# WRITTEN INSTRUCTION:
Without the pictures, copy all the entries below exactly.

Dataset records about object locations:
==================================================

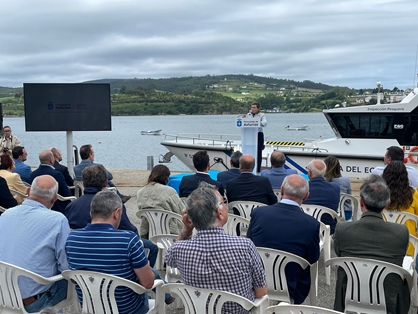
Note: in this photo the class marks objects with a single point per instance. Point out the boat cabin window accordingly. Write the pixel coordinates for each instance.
(361, 125)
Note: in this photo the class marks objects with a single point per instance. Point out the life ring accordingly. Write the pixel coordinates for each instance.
(410, 157)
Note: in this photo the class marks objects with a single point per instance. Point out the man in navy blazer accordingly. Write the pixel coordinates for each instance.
(249, 187)
(202, 164)
(233, 172)
(277, 173)
(46, 159)
(284, 226)
(322, 192)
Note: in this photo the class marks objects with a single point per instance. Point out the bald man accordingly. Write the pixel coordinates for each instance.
(322, 192)
(33, 237)
(283, 226)
(47, 160)
(249, 187)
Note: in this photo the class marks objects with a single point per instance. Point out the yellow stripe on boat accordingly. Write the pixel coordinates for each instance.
(285, 143)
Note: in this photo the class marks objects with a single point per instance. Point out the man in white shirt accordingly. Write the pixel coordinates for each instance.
(396, 153)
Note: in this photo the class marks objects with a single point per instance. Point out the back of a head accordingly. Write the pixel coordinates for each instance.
(201, 160)
(395, 153)
(333, 168)
(6, 162)
(159, 174)
(17, 151)
(277, 159)
(85, 151)
(246, 163)
(375, 195)
(103, 204)
(45, 187)
(201, 206)
(45, 157)
(317, 168)
(94, 176)
(235, 159)
(295, 187)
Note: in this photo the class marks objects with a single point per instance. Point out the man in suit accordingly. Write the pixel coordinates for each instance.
(233, 172)
(46, 159)
(371, 237)
(322, 192)
(277, 173)
(283, 226)
(61, 168)
(202, 164)
(19, 156)
(249, 187)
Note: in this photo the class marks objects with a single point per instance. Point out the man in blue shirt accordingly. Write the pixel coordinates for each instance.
(33, 237)
(19, 156)
(101, 247)
(277, 173)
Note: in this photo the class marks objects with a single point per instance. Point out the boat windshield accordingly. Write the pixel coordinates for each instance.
(403, 127)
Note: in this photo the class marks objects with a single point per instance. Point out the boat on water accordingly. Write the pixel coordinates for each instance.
(362, 135)
(296, 128)
(151, 132)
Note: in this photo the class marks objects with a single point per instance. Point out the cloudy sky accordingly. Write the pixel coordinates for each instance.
(352, 43)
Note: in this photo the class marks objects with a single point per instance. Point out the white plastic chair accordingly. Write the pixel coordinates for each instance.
(233, 221)
(210, 301)
(275, 262)
(98, 290)
(159, 223)
(244, 208)
(299, 309)
(355, 206)
(364, 292)
(164, 241)
(10, 297)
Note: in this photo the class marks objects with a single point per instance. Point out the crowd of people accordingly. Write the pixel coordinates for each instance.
(45, 235)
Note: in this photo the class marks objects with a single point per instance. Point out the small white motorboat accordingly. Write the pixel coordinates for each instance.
(296, 128)
(151, 132)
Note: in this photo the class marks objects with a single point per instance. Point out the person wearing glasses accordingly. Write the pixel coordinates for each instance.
(8, 141)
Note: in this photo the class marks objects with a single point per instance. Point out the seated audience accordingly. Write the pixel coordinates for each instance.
(19, 156)
(13, 179)
(373, 238)
(233, 171)
(249, 187)
(156, 194)
(278, 172)
(33, 237)
(402, 196)
(283, 226)
(333, 174)
(102, 247)
(202, 164)
(321, 192)
(395, 153)
(87, 159)
(213, 259)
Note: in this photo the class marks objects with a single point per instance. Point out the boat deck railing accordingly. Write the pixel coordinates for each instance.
(196, 138)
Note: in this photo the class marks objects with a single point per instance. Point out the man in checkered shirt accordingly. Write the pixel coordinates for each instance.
(213, 259)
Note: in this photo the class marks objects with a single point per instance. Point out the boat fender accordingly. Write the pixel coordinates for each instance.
(412, 158)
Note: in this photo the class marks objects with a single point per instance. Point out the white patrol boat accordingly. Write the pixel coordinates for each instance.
(362, 135)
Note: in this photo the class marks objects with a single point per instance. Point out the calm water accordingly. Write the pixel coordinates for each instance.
(125, 147)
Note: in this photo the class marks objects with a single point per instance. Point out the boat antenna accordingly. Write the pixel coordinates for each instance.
(415, 70)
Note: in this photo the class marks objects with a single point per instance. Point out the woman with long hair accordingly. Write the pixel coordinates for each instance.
(7, 165)
(333, 174)
(402, 196)
(156, 194)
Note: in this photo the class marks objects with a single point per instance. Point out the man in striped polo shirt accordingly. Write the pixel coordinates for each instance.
(101, 247)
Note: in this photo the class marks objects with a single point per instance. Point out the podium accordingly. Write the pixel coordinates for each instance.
(249, 135)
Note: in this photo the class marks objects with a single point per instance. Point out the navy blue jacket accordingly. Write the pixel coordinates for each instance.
(287, 228)
(78, 212)
(324, 193)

==================================================

# SOLUTION TO THIS EXERCISE:
Note: in this photo the class marks objects with a single point per instance. Point out the boat cabin window accordingly. Write the pixel coordinates for each instance.
(361, 125)
Note: in this photo the class marks objects with a single point per instance. Point out the life ring accordingly. Write the pixel coordinates for each instance.
(410, 157)
Note: in this photo the class marks objects with a single point per instance. Point out the man in navy blazer accordingly. Write the pixel coordinates for each instance.
(249, 187)
(202, 164)
(233, 172)
(277, 173)
(46, 159)
(284, 226)
(322, 192)
Note: in this photo the class marks objects with a single point per instance. Point out the bald man accordingly. Write the pixel coordinates for each instance.
(322, 192)
(33, 237)
(283, 226)
(47, 160)
(249, 187)
Note: in this photo the class marks objects with a single point per instance. Point out the yellow stripe on boat accordingly. Write the pixel coordinates for each instance.
(285, 143)
Note: in this photo the class marks objects with a single point per instance. Point out the man in white shirt accordingly. Write the pixel coordinates for each instance.
(396, 153)
Note: in this photo the class marks objects with a single point per instance. Point out the back of a head accordingly. Write the pixel coordinates for each instance.
(201, 160)
(395, 153)
(333, 168)
(6, 162)
(159, 174)
(17, 151)
(277, 159)
(85, 151)
(246, 163)
(375, 195)
(103, 204)
(45, 187)
(201, 206)
(45, 157)
(317, 168)
(94, 176)
(235, 159)
(295, 187)
Note: in this photo the class marks objects with a single point per instance. Point out the man in suit accordingly. Write the pixel coordinates for each instance.
(233, 172)
(46, 159)
(371, 237)
(322, 192)
(277, 173)
(283, 226)
(61, 168)
(202, 164)
(19, 156)
(249, 187)
Note: in this photo the class marks objects with a single point per instance. Point out the man in blue shirt accordingly. Write the pixel coordinates for each instance.
(33, 237)
(19, 156)
(101, 247)
(277, 173)
Note: in this photo the class marks objects with a single point per instance. Point out the boat windshield accordingly. Write the pixel coordinates for each instance.
(403, 127)
Note: in this photo the class marks objects with a single point per instance. Point out the boat on water accordingly. Write the pixel coordinates for each instance.
(362, 135)
(296, 128)
(151, 132)
Note: in this photo the class marks objects with a single point per instance. Point out the cloudy sky accordingly. Write the pixel coordinates for each instance.
(352, 43)
Note: in this photo the class marks objects with a single point per instance. Point out the white plastic chair accordingly. Write the pixel coordinates for each instance.
(233, 221)
(210, 301)
(275, 262)
(98, 290)
(159, 223)
(244, 208)
(299, 309)
(355, 206)
(364, 292)
(164, 241)
(10, 297)
Note: in this photo the class marks objects with a single point per instance. Point out the crowd of people accordingly. Write the pixel coordinates for each instance.
(45, 235)
Note: in this photo the class marks objects with a single point per instance. Point out the small white motorboat accordingly. Write the pixel coordinates for each instance.
(296, 128)
(151, 132)
Note: in this photo the class marks objects with a single point per instance. Point out the person wearing glasses accordingly. Write the pixel coordinates for each instance.
(8, 141)
Note: in this photo the class marks objects with a single point per instance. Point out the seated audience accordingly. Write the pixel coordinates for each instance.
(19, 156)
(13, 179)
(373, 238)
(233, 171)
(249, 187)
(156, 194)
(278, 172)
(33, 237)
(402, 196)
(283, 226)
(333, 174)
(102, 247)
(202, 164)
(321, 192)
(395, 153)
(87, 159)
(213, 259)
Note: in this photo the class marks objects with a single point per instance. Point out the boat deck railing accordingly. Write the pixel coordinates for each instance.
(196, 138)
Note: in this photo the class marks objects with a single point per instance. Point out the man in checkered shirt accordingly. Write the pixel coordinates for each instance.
(213, 259)
Note: in this photo the class marks objects with a single point per instance. Point out the boat fender accordingly. Write the pixel coordinates for each instance.
(412, 158)
Note: in this photo the class marks objects with a single point per instance. Point out the white patrol boat accordingly. Write the pixel coordinates for each instance.
(362, 135)
Note: in this photo the class marks objects with a single point per instance. Point out the calm water accordingly. Write the pixel coordinates for each instance.
(125, 147)
Note: in this photo the class marks objects with a single point per instance. Point out the boat antenna accordingly. Write the pixel coordinates for each instance.
(415, 70)
Note: in this photo the class marks objects with a single point per instance. Point out the woman with long hair accordingly. Write the pixel coordinates for each instance.
(7, 165)
(333, 174)
(402, 196)
(156, 194)
Note: in this photo the class marks objects with a single point per instance. Point out the man in striped polo shirt accordingly. Write the pixel coordinates for each instance.
(101, 247)
Note: in this photo the class marks objects with a single point per instance. Point out the podium accordingly. Write the pixel coordinates for each instance.
(249, 135)
Note: in this photo the class marks objects with a single point per instance. Point out the navy blue jacket accordingly. Write the pixel coordinates for each instance.
(287, 228)
(78, 212)
(324, 193)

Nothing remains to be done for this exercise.